> [Work to be completed]:
Using the listing below, extract each line that has the word "desert" in it.

========

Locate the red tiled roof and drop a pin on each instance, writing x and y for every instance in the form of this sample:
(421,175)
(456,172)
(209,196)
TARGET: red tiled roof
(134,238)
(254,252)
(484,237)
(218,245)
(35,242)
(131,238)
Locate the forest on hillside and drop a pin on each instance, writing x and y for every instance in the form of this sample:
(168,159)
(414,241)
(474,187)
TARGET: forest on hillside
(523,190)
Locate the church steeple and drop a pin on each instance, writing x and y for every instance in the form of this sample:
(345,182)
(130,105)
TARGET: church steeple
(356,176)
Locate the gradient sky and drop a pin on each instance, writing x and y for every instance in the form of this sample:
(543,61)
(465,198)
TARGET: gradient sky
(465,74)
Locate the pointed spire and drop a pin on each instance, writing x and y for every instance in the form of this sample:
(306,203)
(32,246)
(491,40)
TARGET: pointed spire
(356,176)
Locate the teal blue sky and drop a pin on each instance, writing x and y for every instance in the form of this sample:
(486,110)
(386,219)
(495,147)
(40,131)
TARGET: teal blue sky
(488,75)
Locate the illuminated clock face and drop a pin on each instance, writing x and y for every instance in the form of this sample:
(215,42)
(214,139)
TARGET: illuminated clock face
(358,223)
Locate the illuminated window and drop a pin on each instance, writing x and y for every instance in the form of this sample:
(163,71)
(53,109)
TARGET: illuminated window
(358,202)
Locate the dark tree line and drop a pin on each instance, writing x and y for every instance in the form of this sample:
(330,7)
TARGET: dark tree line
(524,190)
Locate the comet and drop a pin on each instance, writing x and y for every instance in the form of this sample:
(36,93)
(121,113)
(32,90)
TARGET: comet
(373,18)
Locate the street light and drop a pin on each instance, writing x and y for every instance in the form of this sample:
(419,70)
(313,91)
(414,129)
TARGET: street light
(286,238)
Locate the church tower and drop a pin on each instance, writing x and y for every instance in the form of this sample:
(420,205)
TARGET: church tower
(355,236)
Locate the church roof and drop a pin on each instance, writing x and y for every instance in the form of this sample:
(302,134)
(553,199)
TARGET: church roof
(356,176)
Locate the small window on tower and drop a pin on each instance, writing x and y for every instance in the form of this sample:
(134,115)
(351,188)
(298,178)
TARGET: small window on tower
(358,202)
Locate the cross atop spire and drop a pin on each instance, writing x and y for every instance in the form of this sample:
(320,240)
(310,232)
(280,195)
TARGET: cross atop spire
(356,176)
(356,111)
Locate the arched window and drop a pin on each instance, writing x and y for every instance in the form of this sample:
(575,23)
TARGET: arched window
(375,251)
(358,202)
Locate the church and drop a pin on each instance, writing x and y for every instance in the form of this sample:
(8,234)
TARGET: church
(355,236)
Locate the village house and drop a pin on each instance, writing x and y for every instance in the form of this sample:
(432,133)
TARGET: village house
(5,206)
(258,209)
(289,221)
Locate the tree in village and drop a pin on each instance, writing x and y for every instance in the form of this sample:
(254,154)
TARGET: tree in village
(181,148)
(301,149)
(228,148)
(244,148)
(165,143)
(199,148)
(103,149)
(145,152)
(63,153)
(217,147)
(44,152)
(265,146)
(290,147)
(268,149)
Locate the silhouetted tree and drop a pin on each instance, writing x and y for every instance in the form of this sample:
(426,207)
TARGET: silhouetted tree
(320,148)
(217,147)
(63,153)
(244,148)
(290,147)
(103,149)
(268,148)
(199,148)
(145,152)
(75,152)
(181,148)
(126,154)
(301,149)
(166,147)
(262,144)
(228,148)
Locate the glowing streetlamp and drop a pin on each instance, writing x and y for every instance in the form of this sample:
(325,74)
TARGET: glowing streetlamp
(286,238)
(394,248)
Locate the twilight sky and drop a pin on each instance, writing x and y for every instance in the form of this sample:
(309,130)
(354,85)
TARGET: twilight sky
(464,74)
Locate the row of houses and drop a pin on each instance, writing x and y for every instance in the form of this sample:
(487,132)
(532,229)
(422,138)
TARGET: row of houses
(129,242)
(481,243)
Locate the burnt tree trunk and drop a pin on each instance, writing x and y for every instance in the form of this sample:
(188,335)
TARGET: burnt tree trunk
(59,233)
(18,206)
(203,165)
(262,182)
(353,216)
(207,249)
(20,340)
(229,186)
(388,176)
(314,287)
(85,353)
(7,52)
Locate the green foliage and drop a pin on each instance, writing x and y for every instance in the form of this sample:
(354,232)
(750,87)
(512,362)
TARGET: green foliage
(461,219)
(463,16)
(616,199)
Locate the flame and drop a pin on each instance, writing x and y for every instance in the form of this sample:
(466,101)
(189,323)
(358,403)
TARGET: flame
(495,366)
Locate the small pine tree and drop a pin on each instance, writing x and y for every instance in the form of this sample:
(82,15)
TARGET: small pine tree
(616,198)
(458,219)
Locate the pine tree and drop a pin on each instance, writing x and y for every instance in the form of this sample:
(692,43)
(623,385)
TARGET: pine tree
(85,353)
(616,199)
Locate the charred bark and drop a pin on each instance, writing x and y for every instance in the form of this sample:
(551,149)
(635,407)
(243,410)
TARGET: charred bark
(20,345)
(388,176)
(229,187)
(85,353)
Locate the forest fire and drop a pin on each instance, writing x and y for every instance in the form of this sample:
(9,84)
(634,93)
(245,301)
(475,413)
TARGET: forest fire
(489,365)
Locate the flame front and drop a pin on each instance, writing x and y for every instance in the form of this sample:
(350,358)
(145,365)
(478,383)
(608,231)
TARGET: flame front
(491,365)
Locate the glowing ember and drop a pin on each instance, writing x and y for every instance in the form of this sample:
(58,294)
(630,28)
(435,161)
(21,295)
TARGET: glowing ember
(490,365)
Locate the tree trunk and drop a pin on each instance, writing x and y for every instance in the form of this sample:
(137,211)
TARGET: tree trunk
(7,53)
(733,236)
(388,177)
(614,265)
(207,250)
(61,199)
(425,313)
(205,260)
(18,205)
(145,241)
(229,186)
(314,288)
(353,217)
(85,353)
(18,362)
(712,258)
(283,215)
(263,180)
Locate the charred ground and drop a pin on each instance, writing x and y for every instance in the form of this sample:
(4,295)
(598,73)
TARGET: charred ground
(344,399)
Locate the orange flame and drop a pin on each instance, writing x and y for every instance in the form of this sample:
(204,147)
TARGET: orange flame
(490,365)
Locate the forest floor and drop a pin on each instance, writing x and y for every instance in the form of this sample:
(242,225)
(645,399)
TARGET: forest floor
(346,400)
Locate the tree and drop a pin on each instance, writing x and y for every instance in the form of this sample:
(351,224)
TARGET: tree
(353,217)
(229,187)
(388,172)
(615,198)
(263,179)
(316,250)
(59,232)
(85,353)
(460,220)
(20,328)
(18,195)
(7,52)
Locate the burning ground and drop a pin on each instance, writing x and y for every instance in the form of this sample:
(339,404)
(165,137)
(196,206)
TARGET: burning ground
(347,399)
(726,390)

========

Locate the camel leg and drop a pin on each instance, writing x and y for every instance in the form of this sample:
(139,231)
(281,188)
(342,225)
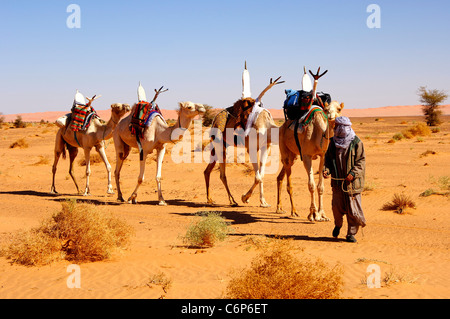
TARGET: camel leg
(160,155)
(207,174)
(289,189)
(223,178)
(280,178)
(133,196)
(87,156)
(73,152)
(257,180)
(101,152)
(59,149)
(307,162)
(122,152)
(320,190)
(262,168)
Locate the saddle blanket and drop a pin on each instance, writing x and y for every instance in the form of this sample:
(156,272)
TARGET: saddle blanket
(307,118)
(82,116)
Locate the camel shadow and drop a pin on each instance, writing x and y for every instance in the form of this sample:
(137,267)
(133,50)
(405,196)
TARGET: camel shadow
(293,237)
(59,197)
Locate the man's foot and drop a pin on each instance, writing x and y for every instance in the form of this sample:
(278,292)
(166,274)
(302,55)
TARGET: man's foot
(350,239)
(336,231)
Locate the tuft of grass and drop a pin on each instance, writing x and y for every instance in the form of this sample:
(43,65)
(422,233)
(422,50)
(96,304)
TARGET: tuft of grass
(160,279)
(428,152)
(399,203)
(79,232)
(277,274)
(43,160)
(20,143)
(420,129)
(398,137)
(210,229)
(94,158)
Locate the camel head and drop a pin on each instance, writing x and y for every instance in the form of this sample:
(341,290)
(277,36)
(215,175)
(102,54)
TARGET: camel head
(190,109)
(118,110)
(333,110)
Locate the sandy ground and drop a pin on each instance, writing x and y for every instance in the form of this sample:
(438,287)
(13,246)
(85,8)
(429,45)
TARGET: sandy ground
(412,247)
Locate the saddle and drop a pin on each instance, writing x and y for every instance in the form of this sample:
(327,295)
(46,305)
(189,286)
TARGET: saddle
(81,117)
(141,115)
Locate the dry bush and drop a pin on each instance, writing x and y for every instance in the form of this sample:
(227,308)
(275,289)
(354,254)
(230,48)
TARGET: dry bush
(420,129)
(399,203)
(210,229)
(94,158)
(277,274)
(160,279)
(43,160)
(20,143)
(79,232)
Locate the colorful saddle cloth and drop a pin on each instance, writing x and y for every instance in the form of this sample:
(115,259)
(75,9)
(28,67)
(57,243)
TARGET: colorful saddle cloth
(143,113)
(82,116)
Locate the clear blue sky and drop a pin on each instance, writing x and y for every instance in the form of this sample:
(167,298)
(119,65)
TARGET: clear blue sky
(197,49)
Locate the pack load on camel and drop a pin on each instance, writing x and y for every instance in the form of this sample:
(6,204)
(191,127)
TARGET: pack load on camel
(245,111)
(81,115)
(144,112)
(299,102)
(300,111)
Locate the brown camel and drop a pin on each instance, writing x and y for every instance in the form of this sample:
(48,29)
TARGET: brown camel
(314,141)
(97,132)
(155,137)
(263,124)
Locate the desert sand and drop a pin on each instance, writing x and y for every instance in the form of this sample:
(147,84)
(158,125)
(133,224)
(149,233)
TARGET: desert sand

========

> [Answer box]:
Locate the desert sand and drop a pin on each instance, writing x and y for every instance in the form of this sample:
TARGET: desert sand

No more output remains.